**WHAT NEEDS TO BE DONE**
Show all lines of the listing that contain the word "wind".

**GIVEN DATA**
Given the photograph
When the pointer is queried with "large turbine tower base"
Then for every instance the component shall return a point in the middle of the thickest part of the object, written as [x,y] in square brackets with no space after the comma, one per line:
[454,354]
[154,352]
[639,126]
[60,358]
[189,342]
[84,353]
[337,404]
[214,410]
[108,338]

---

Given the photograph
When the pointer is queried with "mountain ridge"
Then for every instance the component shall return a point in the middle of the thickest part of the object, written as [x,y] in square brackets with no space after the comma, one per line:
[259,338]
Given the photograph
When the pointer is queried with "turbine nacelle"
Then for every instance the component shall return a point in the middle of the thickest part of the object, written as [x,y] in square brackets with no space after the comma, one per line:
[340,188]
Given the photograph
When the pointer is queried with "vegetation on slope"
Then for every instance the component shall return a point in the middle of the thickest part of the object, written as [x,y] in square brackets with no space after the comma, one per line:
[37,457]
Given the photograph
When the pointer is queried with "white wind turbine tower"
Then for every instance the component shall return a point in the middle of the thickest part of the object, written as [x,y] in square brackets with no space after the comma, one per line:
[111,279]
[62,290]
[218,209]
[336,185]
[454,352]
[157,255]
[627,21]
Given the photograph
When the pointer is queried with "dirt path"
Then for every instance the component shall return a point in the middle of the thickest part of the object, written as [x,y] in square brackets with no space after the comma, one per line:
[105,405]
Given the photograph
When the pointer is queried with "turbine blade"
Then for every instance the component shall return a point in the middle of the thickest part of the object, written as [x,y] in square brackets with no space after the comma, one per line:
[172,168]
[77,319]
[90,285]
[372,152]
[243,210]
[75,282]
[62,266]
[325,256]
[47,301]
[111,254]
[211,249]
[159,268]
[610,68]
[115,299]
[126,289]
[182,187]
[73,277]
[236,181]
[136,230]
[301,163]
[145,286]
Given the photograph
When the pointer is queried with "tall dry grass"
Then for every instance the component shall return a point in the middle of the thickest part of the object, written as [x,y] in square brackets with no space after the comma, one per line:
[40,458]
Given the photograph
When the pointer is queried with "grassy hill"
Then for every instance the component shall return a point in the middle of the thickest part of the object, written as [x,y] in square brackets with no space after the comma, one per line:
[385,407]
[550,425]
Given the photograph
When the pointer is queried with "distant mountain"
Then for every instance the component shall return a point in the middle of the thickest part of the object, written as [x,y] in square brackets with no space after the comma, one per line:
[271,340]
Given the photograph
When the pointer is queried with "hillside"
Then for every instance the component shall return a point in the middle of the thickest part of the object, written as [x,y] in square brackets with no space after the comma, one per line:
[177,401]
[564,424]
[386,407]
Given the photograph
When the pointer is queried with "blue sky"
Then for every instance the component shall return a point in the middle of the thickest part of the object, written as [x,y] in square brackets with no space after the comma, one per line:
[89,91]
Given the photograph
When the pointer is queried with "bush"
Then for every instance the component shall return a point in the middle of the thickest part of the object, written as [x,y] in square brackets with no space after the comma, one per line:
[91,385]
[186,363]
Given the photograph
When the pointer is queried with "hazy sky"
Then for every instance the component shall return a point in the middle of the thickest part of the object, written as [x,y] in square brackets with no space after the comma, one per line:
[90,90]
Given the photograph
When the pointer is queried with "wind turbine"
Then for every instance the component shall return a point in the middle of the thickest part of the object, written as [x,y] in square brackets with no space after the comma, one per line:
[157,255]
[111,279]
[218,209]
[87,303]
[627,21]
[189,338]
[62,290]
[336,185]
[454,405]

**SOLUTION FOR THIS TASK**
When the pointer is queried with "white wind turbine tower"
When the pointer is queried with "wind turbine"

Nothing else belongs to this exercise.